■ Problem to solve ■
Each line of the listing is to be retyped exactly as given.

■ Supplied data ■
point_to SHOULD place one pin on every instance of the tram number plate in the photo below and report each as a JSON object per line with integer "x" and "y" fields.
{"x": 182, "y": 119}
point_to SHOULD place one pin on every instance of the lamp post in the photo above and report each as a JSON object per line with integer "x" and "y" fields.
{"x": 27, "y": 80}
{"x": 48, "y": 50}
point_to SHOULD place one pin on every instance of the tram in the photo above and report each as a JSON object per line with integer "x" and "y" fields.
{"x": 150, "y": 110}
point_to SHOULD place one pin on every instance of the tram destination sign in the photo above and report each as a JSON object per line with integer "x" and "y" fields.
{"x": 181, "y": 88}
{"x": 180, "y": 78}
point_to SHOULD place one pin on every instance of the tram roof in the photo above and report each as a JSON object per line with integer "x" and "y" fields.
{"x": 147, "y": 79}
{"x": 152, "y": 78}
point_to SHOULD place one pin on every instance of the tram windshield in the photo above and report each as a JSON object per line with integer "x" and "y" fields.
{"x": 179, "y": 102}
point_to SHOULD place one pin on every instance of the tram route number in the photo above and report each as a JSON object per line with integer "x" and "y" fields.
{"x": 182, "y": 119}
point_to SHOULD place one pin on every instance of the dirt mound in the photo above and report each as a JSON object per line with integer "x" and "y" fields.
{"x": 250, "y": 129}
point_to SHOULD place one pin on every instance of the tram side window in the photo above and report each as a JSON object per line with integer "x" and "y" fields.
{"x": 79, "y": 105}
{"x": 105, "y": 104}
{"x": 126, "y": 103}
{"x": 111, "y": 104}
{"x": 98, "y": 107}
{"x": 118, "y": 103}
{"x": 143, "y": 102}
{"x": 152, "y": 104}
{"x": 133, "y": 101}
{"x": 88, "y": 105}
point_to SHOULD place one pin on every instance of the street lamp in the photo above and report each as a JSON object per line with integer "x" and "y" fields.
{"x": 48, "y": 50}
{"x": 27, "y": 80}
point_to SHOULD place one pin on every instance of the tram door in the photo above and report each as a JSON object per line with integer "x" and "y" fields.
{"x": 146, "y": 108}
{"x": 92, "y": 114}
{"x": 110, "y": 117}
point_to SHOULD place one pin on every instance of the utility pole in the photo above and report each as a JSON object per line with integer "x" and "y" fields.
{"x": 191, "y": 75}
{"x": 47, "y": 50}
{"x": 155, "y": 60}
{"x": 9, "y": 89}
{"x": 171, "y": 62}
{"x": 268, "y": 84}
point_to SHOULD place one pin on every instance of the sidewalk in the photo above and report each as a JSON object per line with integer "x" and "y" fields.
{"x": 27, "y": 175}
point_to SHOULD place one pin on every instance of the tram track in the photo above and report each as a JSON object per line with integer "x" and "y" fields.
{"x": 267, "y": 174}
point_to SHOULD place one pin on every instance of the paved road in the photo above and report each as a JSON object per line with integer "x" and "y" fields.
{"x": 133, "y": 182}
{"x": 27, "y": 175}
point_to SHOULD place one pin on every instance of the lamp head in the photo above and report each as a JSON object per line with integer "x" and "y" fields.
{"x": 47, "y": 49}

■ Response box ■
point_to SHOULD place one pin on every instance of the tram number plate in the photo below and report each as a JSON object per line with integer "x" and "y" fields.
{"x": 182, "y": 119}
point_to SHOULD place one pin on every instance of the lamp post in the photo above and report each as a JSON object per line with integer "x" and "y" fields.
{"x": 27, "y": 80}
{"x": 48, "y": 50}
point_to SHOULD place one pin on every instance of the tram in the photo above and report each as a JSON object per line with integer "x" and "y" fields.
{"x": 150, "y": 110}
point_to SHOULD place one pin on every instance of the tram destination sign in the photo above and report each as a JSON object per line with integer "x" and "y" fields.
{"x": 181, "y": 88}
{"x": 180, "y": 78}
point_to SHOULD place one pin on every instance of the tram roof in the photo above and report each as a JSON object per line with integer "x" and "y" fields.
{"x": 147, "y": 79}
{"x": 152, "y": 78}
point_to SHOULD place one pin on every instance of the tram windshield in the photo above and report each as a JSON object per line with integer "x" and "y" fields.
{"x": 179, "y": 102}
point_to SHOULD place one pin on every instance of the tram route number in the photo above and report each as a JSON object per line with integer "x" and "y" fields.
{"x": 182, "y": 119}
point_to SHOULD place one pin on every instance of the dirt mound in the photo above and report each as a JSON object per line with integer "x" and "y" fields.
{"x": 250, "y": 129}
point_to SHOULD place one pin on every instance of the tram side window in the photo above and report each as a JSON object per line with integer "x" and "y" fields.
{"x": 79, "y": 105}
{"x": 105, "y": 104}
{"x": 126, "y": 103}
{"x": 111, "y": 104}
{"x": 98, "y": 107}
{"x": 118, "y": 103}
{"x": 143, "y": 102}
{"x": 152, "y": 104}
{"x": 133, "y": 101}
{"x": 88, "y": 105}
point_to SHOULD place one pin on every instance of the street lamp in the photo above and report each as a JSON object per line with integer "x" and "y" fields.
{"x": 48, "y": 50}
{"x": 27, "y": 80}
point_to SHOULD place one pin on every instance of the tram door in the photo above and report each as a JSON object per line with integer "x" and "y" fields.
{"x": 146, "y": 108}
{"x": 92, "y": 114}
{"x": 110, "y": 117}
point_to SHOULD place one pin on every instance of the utility pole in the photo above and report each as a JSON object per line with integer "x" and "y" fields.
{"x": 191, "y": 75}
{"x": 47, "y": 50}
{"x": 155, "y": 60}
{"x": 9, "y": 89}
{"x": 171, "y": 62}
{"x": 268, "y": 84}
point_to SHOULD place one pin on every instance of the sidewalk in the photo above and report each as a JSON object per line with integer "x" and "y" fields.
{"x": 27, "y": 175}
point_to SHOULD place one pin on every instance of the tram track in the photo above and report each as a JSON object per line with integer "x" and "y" fields.
{"x": 267, "y": 174}
point_to SHOULD place one pin on every instance of the paved road in the photo above and report each as a JSON object per line with integer "x" and "y" fields.
{"x": 133, "y": 182}
{"x": 27, "y": 175}
point_to SHOULD place one pin on every instance of the lamp head in the photo above and report each as a JSON object per line with integer "x" and "y" fields.
{"x": 47, "y": 49}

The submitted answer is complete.